> Your goal
Please print, without any change, the lines starting with the line that contains "task: segment the windshield wiper" and going on through the line that contains "266), (467, 285)]".

====== Data excerpts ======

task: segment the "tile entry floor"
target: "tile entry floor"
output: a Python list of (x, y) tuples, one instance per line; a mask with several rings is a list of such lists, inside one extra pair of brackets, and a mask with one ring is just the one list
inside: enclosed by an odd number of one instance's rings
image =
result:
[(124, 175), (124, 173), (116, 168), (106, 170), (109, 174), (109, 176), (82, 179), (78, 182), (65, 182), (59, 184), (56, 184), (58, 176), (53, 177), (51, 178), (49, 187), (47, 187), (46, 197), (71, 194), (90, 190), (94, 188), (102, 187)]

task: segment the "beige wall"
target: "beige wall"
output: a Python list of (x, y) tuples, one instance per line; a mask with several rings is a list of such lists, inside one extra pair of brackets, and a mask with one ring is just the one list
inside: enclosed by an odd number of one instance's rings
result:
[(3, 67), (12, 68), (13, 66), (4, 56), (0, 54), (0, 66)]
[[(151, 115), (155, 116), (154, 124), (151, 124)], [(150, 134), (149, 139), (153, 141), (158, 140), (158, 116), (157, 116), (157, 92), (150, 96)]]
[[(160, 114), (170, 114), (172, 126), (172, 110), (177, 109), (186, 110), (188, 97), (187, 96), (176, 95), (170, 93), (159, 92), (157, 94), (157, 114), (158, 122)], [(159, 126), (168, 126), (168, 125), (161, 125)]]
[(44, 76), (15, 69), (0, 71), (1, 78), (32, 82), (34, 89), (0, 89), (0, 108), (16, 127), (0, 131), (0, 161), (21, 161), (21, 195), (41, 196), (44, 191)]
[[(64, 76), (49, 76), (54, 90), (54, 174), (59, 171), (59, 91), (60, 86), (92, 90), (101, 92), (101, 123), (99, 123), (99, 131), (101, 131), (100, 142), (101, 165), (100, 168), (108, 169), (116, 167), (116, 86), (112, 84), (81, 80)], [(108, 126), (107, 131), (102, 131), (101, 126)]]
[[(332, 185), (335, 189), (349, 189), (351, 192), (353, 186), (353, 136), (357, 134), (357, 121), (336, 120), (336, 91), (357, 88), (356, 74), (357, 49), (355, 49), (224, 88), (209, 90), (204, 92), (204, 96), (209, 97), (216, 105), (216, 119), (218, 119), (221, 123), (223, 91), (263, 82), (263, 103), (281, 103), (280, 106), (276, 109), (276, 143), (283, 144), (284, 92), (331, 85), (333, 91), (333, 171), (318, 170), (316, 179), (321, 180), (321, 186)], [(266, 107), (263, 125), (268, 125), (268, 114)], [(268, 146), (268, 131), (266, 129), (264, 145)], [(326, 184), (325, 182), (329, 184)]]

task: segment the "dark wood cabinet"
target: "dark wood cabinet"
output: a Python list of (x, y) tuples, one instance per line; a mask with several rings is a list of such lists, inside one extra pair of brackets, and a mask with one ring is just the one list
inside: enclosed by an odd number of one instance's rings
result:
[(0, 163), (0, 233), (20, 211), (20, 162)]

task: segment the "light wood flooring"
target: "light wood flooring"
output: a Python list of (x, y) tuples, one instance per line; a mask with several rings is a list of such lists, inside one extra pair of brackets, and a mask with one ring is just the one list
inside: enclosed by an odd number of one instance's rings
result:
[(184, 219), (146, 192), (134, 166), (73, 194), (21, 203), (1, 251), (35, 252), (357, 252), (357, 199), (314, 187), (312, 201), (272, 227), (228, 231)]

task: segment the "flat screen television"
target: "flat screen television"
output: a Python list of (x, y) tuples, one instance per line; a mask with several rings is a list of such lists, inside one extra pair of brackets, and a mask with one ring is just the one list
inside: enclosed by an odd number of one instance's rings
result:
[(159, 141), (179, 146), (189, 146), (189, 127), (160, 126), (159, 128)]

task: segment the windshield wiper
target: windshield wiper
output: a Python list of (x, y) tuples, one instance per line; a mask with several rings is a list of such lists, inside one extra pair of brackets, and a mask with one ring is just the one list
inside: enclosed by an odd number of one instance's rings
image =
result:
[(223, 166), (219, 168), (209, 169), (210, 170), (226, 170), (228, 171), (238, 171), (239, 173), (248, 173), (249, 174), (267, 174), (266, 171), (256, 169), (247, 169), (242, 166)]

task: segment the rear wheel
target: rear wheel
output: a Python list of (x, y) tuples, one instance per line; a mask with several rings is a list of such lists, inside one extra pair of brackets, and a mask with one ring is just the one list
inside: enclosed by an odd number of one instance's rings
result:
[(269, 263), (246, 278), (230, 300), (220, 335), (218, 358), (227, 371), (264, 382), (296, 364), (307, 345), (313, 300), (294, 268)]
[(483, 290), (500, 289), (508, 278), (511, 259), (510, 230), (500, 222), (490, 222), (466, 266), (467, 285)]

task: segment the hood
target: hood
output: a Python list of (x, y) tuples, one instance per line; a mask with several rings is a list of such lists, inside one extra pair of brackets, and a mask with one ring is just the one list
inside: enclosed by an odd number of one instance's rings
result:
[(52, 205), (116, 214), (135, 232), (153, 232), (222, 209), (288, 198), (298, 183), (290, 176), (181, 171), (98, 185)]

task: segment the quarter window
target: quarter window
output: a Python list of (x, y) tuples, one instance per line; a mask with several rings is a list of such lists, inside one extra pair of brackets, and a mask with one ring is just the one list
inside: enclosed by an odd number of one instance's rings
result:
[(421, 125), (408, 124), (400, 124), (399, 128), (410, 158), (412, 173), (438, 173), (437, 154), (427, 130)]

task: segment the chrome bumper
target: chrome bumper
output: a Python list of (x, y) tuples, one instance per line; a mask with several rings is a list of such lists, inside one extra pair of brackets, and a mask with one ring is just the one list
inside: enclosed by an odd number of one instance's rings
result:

======

> Response below
task: segment the windshield wiper
target: windshield wiper
output: a Python list of (x, y) tuples, one instance per line; a mask with several rings is a list of such lists, inside one extra pair of brackets, and a mask with one ring is just the one list
inside: enclosed by an odd number of one instance's rings
image =
result:
[(223, 166), (219, 168), (209, 169), (210, 170), (226, 170), (228, 171), (238, 171), (239, 173), (248, 173), (249, 174), (267, 174), (266, 171), (256, 169), (247, 169), (242, 166)]

task: segment the rear wheel
target: rear wheel
output: a Python list of (x, y) tuples, one instance per line; a mask with several rings is a list of such lists, inside one extra pair of brackets, and a mask with one ring is just the one list
inside: enclosed by an odd number of one instance's rings
result:
[(269, 263), (246, 278), (230, 300), (220, 335), (218, 358), (227, 371), (264, 382), (296, 364), (307, 345), (313, 300), (294, 268)]
[(483, 290), (500, 289), (508, 278), (511, 259), (510, 230), (500, 222), (490, 222), (466, 266), (467, 285)]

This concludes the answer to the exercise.